■ **EXTRACT TO READ**
*** Begin section ***

Spring is an exciting time in dairying. Sheep, goats, and cows can now find fresh greens to forage – no more silage. Does this fresh pasture make a difference in cheese? In a word, yes. Consider that spring milk has higher butterfat content (that’s a good thing) and has a variety of microflora that yields a taste of what’s in the pasture when made into dairy products.
As you may have surmised, raw milk cheese flavors vary by season. Said another way, the taste of raw milk cheese reflects where the animals are grazing.
When it was in operation, The Mount St. Angelo Dairy at Sweet Briar College provided milk for Lynchburg and the students. With a smaller dairying operation on the school’s campus, the milk was very reflective of what was in the pasture – good or bad.
“If the cows were into the onion grass, you knew it as soon as you walked into the dining hall,” said Sweet Briar Graduate Jennifer Mitchell. “It affected the yogurt, as well as the milk,” she added, remembering breakfasts with that distinctive flavor.

*** End section ***

■ **AVAILABLE DATA**

*** Begin section ***

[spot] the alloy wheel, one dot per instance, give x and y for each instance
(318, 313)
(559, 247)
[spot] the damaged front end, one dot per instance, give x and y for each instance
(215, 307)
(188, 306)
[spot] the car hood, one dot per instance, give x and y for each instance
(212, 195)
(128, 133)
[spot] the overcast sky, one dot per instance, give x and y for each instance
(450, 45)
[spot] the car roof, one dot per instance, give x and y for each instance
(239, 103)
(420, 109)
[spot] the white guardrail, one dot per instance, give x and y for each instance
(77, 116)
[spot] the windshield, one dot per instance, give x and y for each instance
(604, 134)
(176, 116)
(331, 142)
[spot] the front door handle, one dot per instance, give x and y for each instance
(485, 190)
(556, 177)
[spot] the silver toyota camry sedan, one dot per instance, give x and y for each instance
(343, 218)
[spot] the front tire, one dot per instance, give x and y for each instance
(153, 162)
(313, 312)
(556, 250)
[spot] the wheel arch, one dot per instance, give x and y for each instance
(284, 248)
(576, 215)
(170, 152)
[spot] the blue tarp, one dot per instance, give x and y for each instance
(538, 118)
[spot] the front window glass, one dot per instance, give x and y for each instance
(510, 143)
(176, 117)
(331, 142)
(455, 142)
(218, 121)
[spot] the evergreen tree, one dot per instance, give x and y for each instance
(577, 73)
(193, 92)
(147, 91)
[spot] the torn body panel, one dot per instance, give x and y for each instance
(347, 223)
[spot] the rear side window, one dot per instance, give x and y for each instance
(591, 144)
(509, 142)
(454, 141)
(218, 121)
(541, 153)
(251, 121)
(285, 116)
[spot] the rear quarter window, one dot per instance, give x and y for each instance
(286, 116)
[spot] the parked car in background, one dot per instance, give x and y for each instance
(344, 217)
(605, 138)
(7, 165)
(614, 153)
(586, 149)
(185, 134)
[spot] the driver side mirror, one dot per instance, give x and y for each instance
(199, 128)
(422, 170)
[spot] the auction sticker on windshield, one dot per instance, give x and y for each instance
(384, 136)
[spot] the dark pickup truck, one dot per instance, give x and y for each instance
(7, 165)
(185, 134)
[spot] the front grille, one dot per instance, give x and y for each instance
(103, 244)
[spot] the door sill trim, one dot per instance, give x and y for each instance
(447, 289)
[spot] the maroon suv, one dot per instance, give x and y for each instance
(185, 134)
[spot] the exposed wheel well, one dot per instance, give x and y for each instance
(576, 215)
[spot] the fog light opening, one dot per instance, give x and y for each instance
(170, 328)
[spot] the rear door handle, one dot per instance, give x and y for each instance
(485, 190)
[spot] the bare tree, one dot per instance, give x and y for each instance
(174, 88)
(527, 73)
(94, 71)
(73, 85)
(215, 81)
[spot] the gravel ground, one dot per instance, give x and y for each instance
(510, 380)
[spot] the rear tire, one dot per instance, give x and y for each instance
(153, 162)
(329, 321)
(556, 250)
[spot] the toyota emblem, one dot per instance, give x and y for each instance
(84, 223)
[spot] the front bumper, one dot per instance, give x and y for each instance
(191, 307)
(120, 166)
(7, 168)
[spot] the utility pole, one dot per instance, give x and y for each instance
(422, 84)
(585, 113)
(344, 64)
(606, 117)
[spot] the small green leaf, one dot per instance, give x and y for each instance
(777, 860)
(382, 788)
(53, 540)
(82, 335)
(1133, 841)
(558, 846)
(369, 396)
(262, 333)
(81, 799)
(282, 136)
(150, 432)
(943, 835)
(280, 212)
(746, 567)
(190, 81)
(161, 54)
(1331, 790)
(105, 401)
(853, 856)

*** End section ***
*** Begin section ***

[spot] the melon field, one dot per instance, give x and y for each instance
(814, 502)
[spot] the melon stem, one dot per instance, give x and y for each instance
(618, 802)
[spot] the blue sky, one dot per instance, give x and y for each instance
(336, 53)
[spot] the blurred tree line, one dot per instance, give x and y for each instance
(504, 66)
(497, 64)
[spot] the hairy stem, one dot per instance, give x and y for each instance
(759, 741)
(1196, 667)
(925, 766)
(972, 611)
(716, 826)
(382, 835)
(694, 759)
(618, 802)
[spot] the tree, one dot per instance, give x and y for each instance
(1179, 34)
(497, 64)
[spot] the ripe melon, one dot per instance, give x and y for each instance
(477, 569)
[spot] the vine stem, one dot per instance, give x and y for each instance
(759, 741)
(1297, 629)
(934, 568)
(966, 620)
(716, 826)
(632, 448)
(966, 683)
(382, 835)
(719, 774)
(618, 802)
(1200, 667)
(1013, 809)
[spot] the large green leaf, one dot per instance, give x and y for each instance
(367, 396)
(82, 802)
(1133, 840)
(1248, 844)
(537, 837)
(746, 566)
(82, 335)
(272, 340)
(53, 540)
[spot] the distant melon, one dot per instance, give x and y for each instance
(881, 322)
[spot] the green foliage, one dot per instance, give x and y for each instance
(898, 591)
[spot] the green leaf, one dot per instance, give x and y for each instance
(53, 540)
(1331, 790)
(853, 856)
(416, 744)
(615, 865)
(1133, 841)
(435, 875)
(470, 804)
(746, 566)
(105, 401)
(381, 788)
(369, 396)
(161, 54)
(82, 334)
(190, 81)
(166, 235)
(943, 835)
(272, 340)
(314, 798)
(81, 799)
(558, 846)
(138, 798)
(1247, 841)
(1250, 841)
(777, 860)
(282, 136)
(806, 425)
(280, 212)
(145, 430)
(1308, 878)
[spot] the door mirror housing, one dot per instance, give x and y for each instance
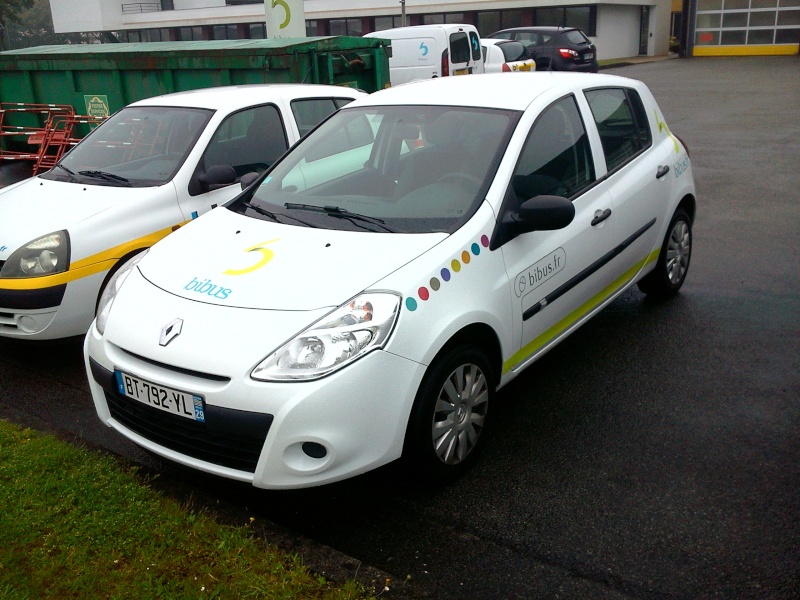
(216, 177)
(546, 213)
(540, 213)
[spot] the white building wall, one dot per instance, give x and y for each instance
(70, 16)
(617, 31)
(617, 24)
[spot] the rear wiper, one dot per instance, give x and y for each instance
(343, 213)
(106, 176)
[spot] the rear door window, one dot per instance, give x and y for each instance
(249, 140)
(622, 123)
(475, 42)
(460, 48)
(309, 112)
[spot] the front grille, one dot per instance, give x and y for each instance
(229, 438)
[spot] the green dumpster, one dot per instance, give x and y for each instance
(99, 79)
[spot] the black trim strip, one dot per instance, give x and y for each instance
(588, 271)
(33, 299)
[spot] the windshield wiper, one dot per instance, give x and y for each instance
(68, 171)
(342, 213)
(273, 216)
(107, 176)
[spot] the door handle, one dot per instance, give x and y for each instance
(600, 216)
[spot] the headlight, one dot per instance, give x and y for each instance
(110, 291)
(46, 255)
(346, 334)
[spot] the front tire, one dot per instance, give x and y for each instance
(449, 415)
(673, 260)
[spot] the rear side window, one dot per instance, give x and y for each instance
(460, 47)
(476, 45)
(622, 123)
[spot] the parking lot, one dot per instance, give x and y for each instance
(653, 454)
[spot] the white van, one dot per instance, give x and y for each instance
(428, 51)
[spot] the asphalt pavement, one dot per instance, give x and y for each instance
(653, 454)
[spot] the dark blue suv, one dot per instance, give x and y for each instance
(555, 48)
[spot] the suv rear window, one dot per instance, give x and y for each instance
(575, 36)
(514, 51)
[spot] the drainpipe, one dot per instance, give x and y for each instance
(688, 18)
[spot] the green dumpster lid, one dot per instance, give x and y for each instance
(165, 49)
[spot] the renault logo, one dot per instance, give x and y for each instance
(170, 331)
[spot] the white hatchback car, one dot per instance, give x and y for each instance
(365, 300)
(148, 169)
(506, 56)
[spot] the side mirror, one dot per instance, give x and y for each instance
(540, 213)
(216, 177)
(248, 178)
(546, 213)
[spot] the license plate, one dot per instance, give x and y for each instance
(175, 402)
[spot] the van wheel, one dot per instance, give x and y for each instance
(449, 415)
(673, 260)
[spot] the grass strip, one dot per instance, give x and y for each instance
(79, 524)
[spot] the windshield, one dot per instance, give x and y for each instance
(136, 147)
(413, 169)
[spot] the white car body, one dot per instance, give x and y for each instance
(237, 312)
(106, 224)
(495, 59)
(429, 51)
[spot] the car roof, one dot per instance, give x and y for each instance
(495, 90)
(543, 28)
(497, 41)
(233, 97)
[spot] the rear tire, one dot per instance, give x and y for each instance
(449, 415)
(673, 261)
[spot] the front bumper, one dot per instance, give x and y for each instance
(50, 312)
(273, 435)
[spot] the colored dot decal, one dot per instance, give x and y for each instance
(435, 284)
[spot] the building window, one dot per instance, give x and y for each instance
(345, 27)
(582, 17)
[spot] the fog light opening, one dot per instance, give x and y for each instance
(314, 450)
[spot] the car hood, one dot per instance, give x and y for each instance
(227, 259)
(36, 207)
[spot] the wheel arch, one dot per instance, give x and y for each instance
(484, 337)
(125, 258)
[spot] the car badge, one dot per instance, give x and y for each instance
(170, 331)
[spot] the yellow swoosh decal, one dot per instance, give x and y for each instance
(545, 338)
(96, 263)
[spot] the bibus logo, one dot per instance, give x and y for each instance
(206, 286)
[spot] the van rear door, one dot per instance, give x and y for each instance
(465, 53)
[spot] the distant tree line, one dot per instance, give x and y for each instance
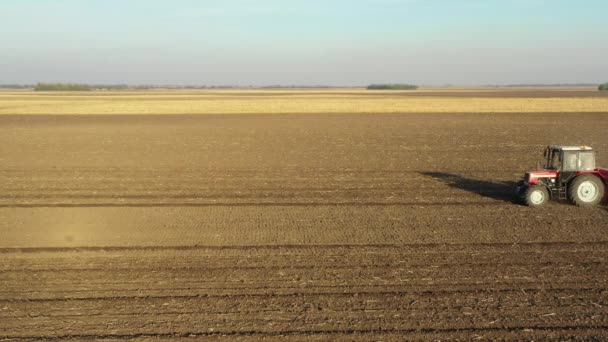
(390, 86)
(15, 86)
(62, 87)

*** End section ***

■ **WHAT THE TASK REQUIRES**
Please answer from the text on spring dairying: which two dairy products did onion grass affect at the Sweet Briar College dairy?

■ **PROBLEM SOLUTION**
The yogurt and the milk.